Please return each line from the entries below that contains the word "wheel", copying every such line in full. Case matters, so a line counts only if the word appears with that exact capitalization.

(Detection annotation entries)
------------------------

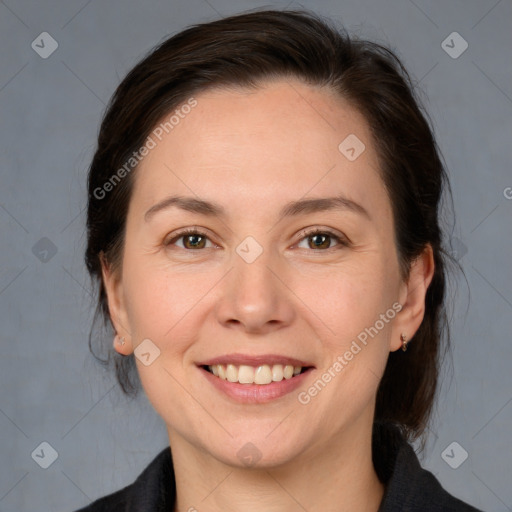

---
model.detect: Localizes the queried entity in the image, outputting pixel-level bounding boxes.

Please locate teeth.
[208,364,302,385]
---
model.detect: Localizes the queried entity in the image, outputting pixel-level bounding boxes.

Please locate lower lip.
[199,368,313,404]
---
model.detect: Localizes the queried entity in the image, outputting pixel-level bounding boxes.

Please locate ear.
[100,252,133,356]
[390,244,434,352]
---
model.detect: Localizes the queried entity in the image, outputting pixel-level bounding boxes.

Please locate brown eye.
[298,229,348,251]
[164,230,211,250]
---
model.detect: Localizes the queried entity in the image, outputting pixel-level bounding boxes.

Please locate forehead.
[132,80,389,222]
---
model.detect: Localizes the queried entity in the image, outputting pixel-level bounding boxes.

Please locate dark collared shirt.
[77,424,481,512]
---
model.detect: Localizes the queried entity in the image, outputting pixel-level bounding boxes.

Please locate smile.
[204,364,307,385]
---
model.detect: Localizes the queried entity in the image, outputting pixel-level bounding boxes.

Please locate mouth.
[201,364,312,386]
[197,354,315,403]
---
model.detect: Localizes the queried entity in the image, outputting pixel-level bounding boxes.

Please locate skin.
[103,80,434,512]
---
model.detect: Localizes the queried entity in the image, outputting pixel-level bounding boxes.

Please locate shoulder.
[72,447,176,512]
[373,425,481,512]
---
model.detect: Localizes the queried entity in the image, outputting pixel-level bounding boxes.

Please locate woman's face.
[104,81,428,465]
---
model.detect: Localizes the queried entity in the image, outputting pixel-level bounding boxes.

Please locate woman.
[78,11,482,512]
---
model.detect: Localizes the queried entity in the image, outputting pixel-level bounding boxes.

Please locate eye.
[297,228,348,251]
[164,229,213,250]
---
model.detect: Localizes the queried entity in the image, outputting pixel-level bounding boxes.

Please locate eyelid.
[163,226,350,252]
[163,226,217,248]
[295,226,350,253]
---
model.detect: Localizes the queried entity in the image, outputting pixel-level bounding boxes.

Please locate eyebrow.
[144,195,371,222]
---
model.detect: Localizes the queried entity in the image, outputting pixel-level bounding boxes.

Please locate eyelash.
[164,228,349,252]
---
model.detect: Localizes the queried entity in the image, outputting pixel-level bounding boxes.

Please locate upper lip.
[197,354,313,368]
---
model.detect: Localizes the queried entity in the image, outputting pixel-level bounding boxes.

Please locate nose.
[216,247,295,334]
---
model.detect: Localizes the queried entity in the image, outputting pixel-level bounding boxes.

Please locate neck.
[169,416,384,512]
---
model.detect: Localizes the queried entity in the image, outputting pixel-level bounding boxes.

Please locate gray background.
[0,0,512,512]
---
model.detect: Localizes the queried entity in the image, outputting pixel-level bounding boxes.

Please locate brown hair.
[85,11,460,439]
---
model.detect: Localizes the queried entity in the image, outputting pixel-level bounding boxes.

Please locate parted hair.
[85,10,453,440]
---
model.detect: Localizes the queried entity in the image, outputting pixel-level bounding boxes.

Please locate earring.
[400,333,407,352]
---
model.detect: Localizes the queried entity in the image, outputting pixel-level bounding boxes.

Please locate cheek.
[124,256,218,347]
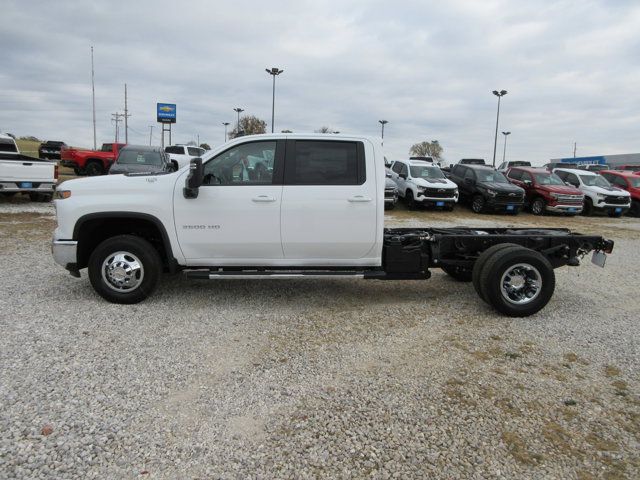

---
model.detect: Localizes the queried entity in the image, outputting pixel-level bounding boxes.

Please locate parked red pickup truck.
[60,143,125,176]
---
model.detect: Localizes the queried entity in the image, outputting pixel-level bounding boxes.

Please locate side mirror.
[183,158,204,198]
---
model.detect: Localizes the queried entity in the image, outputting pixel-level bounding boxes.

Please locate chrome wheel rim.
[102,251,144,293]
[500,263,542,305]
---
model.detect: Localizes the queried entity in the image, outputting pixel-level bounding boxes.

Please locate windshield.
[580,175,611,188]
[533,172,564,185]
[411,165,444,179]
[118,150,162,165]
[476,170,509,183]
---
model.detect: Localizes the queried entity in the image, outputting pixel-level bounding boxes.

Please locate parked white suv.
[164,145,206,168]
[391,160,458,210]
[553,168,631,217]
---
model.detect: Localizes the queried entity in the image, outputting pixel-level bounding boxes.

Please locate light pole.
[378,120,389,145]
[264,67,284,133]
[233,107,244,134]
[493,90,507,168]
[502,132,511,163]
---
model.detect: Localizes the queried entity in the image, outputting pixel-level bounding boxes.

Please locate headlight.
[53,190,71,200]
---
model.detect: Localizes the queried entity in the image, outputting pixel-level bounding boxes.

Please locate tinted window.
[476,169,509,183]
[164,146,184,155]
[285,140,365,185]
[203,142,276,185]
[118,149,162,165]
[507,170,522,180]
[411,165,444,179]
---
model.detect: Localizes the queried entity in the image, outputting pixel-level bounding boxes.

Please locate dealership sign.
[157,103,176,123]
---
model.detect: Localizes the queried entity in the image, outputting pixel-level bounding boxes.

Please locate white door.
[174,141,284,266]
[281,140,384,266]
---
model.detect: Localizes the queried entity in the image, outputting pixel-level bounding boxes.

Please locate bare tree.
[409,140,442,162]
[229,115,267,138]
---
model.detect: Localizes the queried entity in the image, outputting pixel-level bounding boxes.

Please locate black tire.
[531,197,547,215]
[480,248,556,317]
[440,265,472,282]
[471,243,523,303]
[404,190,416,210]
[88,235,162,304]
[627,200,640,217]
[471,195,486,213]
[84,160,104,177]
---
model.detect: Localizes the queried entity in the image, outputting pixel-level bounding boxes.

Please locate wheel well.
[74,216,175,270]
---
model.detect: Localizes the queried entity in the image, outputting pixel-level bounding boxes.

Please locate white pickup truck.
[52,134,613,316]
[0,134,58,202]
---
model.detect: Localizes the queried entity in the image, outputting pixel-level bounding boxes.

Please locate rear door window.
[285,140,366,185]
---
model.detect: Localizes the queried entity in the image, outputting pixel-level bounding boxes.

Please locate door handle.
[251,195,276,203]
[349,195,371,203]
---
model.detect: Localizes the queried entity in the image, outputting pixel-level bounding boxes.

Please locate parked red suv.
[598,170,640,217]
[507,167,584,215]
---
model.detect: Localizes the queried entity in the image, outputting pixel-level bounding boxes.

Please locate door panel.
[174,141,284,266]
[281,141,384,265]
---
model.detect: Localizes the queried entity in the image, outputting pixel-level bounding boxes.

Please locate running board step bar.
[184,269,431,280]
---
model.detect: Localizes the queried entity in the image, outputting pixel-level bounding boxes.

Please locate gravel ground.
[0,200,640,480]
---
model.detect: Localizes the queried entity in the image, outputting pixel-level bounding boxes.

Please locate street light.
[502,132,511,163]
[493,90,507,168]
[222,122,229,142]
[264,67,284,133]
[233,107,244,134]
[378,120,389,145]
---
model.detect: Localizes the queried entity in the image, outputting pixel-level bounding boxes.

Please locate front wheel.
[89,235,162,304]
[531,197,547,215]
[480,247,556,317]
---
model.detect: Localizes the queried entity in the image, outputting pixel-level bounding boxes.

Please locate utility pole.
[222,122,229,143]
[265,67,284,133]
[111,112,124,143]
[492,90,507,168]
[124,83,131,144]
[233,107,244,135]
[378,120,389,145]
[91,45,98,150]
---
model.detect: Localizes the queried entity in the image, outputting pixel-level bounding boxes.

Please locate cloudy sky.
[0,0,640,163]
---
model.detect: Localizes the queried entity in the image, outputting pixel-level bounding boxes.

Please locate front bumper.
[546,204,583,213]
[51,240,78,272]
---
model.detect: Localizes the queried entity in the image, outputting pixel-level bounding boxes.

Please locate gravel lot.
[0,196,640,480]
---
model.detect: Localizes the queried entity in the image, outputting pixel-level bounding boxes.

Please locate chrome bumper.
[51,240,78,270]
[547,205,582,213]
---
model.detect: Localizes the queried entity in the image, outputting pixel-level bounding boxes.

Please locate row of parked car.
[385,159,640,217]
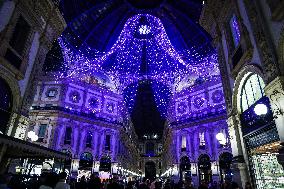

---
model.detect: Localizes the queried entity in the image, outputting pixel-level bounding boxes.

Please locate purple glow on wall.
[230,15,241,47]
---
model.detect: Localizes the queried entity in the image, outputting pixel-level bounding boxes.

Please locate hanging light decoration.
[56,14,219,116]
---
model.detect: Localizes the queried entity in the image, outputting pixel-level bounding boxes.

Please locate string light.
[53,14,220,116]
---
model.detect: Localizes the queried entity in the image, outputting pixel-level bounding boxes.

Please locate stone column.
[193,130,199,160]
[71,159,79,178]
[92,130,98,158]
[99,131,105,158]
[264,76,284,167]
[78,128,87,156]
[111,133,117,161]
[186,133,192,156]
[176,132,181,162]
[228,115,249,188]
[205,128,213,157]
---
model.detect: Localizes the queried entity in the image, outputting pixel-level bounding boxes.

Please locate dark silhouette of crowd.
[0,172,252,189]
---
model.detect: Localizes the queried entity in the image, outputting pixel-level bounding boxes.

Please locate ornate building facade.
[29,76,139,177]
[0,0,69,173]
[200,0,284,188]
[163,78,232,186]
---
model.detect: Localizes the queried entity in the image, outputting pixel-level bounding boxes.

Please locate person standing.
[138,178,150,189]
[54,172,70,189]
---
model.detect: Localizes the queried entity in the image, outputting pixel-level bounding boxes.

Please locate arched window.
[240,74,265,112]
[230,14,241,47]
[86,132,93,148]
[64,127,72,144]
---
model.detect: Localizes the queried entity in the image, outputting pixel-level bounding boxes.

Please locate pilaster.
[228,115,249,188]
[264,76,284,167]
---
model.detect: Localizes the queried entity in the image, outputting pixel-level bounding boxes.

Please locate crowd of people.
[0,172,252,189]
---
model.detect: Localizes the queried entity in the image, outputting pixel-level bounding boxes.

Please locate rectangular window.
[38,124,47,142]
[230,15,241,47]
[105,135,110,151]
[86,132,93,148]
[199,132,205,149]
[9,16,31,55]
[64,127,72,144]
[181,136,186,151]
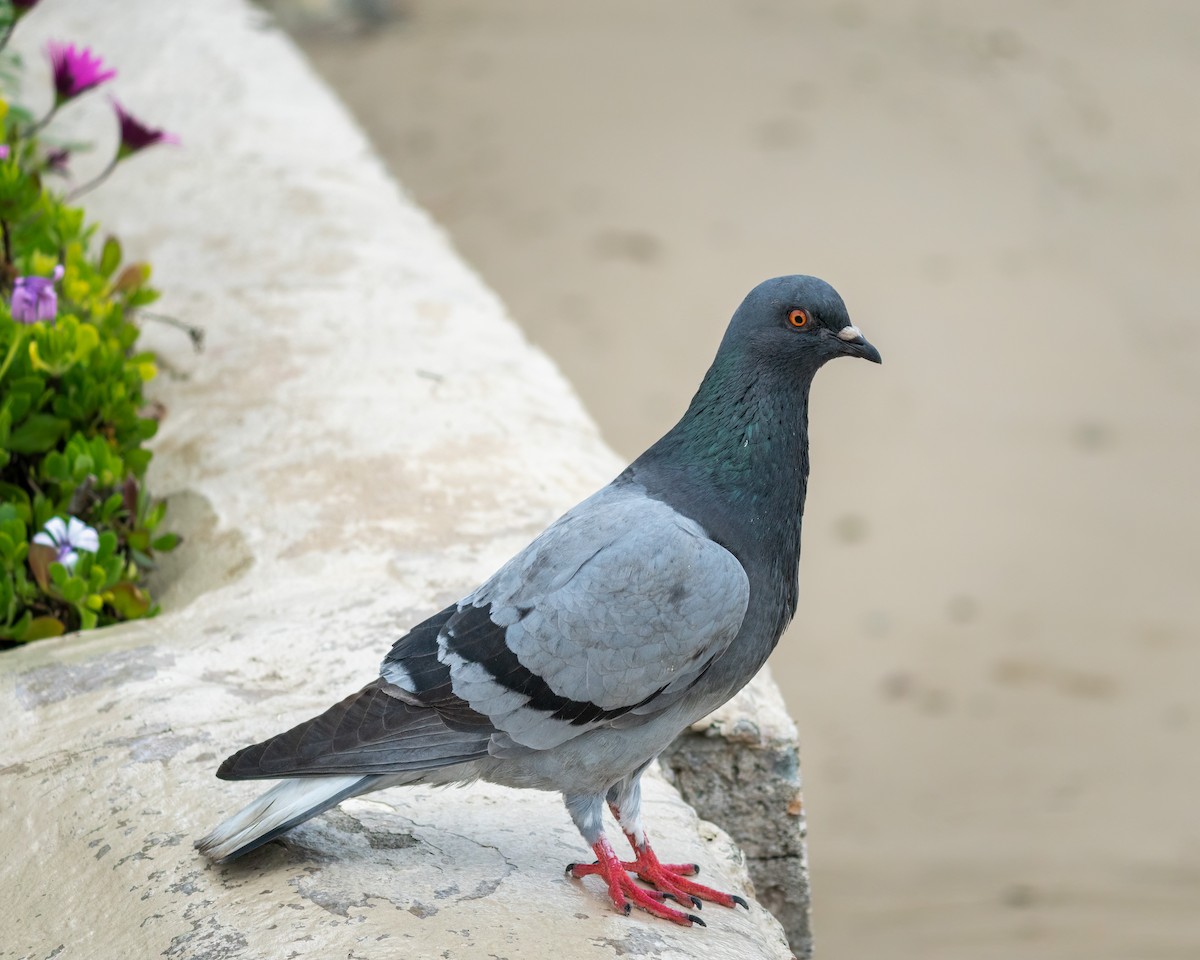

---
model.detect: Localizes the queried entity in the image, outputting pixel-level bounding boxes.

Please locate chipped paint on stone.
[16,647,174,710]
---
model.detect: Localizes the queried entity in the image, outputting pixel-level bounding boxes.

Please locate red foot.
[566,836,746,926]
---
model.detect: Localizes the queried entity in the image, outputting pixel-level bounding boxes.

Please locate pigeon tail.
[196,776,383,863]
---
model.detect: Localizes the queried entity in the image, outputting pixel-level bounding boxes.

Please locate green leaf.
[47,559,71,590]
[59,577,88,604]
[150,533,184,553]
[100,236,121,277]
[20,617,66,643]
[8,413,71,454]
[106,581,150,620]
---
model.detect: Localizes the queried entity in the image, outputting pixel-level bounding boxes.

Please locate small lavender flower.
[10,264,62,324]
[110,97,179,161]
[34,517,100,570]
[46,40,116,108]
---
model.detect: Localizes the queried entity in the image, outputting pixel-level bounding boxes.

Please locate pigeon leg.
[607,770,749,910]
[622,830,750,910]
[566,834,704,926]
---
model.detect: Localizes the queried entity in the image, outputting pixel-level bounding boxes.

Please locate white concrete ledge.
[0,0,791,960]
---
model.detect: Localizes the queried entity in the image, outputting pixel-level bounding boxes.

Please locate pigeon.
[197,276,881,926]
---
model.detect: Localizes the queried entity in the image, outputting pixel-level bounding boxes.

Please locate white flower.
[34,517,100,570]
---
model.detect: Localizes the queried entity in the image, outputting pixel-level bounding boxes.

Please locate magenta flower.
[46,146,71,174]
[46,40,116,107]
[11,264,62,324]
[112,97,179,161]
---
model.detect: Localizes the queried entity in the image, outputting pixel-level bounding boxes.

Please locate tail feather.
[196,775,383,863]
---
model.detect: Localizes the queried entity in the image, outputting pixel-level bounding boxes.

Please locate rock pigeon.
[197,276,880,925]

------------------------

## OUTPUT OF THE TASK
Please locate chrome wheel rim.
Please locate wheel well.
Please locate front wheel.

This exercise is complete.